* Problem: Copy every line below where the string "jacket" is found.

───

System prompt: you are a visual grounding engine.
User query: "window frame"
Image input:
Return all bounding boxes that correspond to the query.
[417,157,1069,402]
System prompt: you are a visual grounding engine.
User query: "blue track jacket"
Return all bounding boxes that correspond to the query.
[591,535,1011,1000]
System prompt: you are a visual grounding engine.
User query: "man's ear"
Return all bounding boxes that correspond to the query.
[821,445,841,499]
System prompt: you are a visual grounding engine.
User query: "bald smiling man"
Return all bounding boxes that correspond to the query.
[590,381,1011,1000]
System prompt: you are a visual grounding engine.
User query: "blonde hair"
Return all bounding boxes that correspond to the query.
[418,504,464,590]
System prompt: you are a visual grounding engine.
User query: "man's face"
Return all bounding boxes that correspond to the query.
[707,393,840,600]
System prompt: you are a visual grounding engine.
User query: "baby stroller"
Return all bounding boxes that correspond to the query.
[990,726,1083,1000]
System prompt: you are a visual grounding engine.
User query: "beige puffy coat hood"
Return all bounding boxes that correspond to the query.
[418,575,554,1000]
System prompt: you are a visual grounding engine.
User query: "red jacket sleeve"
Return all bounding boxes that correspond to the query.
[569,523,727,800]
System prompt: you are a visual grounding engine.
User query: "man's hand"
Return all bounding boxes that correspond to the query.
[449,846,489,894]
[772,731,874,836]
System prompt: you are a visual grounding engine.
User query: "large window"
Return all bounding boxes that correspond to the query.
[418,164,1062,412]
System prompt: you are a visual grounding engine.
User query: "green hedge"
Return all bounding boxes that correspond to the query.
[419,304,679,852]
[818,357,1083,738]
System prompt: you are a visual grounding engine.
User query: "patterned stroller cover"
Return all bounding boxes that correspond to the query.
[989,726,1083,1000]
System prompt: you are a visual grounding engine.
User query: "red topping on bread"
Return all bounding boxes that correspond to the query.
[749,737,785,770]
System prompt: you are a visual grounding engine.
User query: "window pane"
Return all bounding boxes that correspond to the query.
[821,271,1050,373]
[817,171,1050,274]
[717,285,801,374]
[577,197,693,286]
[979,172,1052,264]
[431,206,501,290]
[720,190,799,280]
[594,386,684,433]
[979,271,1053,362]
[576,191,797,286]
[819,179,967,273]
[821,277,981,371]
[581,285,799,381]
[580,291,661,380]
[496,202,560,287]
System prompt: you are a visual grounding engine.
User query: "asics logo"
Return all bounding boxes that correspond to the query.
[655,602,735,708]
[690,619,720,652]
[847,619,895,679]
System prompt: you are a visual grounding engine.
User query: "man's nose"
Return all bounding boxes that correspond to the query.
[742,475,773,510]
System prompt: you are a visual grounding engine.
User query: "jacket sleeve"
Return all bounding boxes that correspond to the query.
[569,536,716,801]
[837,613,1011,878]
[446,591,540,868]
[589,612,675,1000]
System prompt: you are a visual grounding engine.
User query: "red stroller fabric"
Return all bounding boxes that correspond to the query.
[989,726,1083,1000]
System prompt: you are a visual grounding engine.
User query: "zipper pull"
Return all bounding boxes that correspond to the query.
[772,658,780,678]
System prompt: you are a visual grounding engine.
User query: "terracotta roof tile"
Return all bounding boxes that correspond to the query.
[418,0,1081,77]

───

* Response:
User query: "blue track jacket"
User query: "red jacket sleeve"
User query: "jacket sleeve"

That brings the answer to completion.